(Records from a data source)

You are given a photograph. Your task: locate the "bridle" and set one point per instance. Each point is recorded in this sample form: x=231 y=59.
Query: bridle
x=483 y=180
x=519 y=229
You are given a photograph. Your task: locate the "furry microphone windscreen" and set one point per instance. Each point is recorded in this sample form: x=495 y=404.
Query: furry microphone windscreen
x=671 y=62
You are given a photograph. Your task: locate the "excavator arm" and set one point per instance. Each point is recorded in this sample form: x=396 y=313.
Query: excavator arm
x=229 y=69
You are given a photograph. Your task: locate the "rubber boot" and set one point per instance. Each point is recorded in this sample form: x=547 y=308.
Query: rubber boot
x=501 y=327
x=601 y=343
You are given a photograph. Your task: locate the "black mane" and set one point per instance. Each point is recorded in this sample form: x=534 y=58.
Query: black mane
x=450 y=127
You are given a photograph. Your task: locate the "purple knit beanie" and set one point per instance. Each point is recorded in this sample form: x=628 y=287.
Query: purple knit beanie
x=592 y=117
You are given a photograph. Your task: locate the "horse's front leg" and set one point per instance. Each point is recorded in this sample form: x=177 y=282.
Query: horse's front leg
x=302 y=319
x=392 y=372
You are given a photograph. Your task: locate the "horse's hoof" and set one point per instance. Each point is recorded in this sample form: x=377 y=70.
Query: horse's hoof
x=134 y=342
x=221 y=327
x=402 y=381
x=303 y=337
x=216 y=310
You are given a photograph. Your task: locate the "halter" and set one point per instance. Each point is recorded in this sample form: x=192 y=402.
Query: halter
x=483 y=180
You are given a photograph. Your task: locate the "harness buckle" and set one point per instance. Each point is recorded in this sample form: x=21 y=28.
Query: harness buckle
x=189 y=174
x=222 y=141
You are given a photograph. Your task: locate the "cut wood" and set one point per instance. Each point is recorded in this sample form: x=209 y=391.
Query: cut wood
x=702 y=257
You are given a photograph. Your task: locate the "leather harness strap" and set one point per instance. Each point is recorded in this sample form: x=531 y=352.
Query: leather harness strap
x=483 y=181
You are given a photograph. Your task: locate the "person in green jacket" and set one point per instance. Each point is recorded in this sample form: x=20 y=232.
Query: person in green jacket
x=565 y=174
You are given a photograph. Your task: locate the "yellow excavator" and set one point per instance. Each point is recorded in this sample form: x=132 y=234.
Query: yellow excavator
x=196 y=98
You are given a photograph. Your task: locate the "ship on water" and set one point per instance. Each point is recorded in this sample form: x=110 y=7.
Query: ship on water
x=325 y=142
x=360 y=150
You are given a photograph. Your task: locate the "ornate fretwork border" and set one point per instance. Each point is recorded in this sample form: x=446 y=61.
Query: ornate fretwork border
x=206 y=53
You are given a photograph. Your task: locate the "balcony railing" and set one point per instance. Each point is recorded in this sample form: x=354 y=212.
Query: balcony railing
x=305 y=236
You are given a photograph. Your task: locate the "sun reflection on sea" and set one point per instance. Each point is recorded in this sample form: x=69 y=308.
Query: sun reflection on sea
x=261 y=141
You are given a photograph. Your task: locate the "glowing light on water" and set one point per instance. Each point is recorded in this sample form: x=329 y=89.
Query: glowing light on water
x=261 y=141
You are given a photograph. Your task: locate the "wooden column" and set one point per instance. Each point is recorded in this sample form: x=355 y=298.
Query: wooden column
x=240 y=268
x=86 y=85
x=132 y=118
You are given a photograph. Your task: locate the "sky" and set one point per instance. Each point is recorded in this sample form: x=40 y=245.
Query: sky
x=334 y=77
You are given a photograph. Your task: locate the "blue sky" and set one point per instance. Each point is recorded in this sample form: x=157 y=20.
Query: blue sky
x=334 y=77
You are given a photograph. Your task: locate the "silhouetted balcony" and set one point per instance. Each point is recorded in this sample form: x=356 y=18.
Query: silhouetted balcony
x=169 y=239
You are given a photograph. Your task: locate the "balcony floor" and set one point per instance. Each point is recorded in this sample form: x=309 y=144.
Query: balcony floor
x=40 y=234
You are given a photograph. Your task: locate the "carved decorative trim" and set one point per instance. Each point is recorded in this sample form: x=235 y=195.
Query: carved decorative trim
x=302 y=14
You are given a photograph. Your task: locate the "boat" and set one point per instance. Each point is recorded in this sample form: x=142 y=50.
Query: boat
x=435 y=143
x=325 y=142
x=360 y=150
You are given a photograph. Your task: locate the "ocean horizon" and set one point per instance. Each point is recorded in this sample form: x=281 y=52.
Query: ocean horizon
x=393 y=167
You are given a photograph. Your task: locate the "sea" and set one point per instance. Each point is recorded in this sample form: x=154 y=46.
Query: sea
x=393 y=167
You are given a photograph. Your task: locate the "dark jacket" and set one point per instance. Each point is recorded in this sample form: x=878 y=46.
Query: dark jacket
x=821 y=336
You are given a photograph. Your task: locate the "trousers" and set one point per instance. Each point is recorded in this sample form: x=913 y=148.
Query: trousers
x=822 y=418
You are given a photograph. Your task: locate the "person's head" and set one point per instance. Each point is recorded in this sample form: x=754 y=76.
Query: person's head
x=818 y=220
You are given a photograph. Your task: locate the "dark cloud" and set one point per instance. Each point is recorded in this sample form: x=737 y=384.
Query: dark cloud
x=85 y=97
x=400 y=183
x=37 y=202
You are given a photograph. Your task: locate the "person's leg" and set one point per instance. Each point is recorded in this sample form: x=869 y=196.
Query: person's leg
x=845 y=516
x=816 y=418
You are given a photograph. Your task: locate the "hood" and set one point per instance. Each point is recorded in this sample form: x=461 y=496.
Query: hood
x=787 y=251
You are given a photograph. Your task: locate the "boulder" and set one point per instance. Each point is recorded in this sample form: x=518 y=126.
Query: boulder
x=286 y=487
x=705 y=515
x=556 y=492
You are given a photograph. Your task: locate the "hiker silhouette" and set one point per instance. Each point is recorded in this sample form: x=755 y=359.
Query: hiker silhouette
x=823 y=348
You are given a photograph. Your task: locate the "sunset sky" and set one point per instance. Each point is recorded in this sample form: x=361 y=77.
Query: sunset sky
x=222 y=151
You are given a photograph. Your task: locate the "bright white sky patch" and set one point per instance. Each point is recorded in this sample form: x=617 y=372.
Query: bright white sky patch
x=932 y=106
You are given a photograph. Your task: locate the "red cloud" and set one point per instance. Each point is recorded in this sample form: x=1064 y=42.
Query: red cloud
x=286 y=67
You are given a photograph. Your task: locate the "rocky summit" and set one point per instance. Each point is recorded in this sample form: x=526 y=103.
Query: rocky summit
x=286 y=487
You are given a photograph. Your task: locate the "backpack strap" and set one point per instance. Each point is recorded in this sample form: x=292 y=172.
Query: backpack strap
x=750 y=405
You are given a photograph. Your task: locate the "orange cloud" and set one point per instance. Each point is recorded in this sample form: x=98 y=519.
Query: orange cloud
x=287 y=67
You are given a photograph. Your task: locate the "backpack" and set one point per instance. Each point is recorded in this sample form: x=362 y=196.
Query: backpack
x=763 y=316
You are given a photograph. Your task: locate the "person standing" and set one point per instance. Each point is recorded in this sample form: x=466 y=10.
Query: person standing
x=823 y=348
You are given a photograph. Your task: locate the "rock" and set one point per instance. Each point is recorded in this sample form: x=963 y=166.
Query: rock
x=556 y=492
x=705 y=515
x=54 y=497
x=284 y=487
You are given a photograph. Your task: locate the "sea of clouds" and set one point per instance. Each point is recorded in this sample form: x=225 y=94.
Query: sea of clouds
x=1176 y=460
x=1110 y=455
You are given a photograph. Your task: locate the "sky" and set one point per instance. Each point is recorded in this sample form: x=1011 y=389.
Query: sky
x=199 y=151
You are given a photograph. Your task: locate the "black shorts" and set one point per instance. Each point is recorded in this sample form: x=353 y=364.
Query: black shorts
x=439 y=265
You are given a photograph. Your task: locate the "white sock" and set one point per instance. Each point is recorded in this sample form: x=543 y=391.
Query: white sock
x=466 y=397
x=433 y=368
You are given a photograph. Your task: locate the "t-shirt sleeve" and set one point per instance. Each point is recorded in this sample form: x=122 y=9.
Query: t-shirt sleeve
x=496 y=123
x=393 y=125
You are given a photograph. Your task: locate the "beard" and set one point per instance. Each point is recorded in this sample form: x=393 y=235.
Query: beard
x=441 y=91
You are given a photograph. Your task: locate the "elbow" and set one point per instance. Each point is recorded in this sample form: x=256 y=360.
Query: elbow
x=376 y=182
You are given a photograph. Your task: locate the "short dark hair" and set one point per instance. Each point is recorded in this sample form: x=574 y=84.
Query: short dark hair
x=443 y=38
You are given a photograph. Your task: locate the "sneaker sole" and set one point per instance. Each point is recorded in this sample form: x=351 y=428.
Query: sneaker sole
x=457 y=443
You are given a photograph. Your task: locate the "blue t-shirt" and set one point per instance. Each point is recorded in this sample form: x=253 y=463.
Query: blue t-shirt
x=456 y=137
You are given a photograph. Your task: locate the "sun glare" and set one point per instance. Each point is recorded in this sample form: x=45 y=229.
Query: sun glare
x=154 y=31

Your assignment -> Go to the line with "form: x=869 y=196." in the entries above and repeat every line from there through the line with "form: x=466 y=10.", exactly and with no other text.

Answer to this task ->
You are given a photograph. Your task: locate the "person's leg" and set one point per instance. Each point is recorded in this sample form: x=869 y=196.
Query: person's leg
x=845 y=516
x=816 y=418
You are given a photograph. Your task: locate the "hood" and set one point per instance. Each point is recorded in this sample form: x=461 y=496.
Query: hood
x=787 y=251
You are given a photograph. Your task: locate the "boulder" and set one point per instance. Each point is recorded in this sample form: x=518 y=126.
Query: boulder
x=286 y=487
x=705 y=515
x=556 y=492
You are given a photograph. Your task: locate the "hiker silhouette" and set one point per instance. Each point is recorded in this sample form: x=755 y=359.
Query: hiker silhouette
x=823 y=348
You are given a photograph. Your task: locate the "sunset sky" and set one point per instance. Each point is recorded in this sample form: x=361 y=77.
Query: sunset sky
x=222 y=151
You are given a photograph. Your task: locate the "bright white sky patch" and set one point per instance. Each point is recorded in this sample form: x=617 y=372.
Query: bright white sky patch
x=932 y=106
You are given a photograph. Your task: locate the "red cloud" and set one point per instance. Each point is recorded in this sample form: x=1064 y=42.
Query: red cloud
x=286 y=67
You are given a photograph. Your task: locate the "rocky summit" and set one point per instance. Each point is recorded in this sample form: x=526 y=103.
Query: rocky summit
x=286 y=487
You are given a photograph. Your task: locate the "backpack strap" and set one point per instance. Each point is recorded in this sample form: x=292 y=172.
Query: backpack strap
x=750 y=405
You are given a photograph. Your task: locate the "orange cloud" and set one point per instance. Each point is recorded in this sample form: x=98 y=519.
Query: orange cloud
x=287 y=67
You are given a photograph. Your task: locate the "backpack" and set one point per instance. Each point is recorded in this sample form: x=362 y=196.
Query: backpack
x=763 y=316
You are given a photograph. Your task: locate the "person standing" and set one point per instance. Each point is recorded in this sample form: x=466 y=10.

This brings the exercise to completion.